- [Directions]: I need the lines below from the one with "Target: red trouser stripe" down to the one with "of the eagle" reproduced exactly, both ends included, and nothing else.
--*--
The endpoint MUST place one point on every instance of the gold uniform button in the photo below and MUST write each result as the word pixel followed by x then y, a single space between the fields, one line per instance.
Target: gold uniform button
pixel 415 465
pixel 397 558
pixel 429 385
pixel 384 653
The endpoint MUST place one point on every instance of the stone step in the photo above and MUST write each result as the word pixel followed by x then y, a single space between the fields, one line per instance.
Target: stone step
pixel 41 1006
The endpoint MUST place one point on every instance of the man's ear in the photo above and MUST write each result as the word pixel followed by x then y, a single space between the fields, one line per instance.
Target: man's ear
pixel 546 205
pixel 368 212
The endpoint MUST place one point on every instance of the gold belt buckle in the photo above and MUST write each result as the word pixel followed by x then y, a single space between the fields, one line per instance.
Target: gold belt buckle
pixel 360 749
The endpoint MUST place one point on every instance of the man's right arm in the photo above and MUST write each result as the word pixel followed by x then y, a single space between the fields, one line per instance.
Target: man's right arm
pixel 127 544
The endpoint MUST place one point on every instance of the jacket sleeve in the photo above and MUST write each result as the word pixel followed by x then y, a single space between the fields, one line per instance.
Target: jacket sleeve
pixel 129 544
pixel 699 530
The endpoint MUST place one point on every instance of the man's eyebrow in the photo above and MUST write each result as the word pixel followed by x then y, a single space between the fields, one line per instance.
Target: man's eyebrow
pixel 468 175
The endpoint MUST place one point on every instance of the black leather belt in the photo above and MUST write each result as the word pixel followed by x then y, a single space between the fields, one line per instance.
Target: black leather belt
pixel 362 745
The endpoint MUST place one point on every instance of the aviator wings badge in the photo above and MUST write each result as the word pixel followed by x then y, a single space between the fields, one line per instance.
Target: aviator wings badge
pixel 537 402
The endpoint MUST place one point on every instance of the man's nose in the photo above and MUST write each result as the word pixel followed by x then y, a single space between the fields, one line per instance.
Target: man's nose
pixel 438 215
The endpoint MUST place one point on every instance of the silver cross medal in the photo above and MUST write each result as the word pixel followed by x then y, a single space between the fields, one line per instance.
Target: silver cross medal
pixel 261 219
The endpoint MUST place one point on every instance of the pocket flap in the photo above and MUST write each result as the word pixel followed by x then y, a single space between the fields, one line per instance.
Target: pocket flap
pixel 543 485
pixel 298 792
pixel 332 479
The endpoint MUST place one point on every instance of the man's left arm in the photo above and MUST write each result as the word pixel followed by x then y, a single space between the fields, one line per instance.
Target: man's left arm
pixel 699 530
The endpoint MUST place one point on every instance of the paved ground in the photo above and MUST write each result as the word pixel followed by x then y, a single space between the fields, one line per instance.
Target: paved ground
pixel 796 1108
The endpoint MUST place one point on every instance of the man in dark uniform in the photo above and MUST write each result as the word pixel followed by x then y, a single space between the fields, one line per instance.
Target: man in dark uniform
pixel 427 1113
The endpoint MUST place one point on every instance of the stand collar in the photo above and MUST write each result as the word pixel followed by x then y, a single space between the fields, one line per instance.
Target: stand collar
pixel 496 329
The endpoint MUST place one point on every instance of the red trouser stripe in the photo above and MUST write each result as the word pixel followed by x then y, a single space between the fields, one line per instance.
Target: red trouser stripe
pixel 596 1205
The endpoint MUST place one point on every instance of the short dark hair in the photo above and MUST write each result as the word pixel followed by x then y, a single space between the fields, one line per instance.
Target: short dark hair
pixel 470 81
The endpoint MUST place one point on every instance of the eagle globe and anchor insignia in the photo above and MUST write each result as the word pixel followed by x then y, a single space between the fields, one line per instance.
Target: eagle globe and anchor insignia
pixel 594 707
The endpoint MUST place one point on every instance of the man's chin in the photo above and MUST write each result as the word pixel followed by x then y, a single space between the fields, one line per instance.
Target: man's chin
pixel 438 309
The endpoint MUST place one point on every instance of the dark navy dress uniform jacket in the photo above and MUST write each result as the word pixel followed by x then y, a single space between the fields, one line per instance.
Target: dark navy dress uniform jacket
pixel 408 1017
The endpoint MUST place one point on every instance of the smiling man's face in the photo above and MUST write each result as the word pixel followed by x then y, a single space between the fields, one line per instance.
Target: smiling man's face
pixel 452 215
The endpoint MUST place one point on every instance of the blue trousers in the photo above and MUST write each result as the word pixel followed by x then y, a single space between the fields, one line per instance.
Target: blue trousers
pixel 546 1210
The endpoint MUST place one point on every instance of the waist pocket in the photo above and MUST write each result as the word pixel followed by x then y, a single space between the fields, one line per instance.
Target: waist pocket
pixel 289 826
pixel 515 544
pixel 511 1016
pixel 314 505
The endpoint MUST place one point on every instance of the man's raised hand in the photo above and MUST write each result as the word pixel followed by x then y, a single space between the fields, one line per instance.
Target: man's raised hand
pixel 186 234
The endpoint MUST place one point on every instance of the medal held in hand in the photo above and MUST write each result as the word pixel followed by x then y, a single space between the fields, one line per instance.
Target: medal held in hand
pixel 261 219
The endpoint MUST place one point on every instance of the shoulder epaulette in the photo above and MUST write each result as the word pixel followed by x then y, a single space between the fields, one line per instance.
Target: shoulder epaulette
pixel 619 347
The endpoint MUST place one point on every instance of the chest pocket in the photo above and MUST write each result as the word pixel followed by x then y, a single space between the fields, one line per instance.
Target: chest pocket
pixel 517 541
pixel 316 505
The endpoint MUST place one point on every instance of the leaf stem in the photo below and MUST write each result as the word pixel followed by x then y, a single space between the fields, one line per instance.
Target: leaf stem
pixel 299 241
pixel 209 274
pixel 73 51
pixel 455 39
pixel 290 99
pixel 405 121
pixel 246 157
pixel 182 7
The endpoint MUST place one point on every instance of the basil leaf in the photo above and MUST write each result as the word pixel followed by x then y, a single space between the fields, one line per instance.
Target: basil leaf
--*--
- [Response box]:
Target: red trouser stripe
pixel 596 1205
The endpoint MUST place one point on every instance of the short dark hair in the photo above and MUST write each result as the word pixel followed by x then y, a single space between the fields, one line per instance.
Target: short dark hair
pixel 470 81
The endpoint MUST place one point on every instance of the eagle globe and anchor insignia in the photo above and MUST write each result as the word pixel followed by x then y, a single space between the fields, one line per instance.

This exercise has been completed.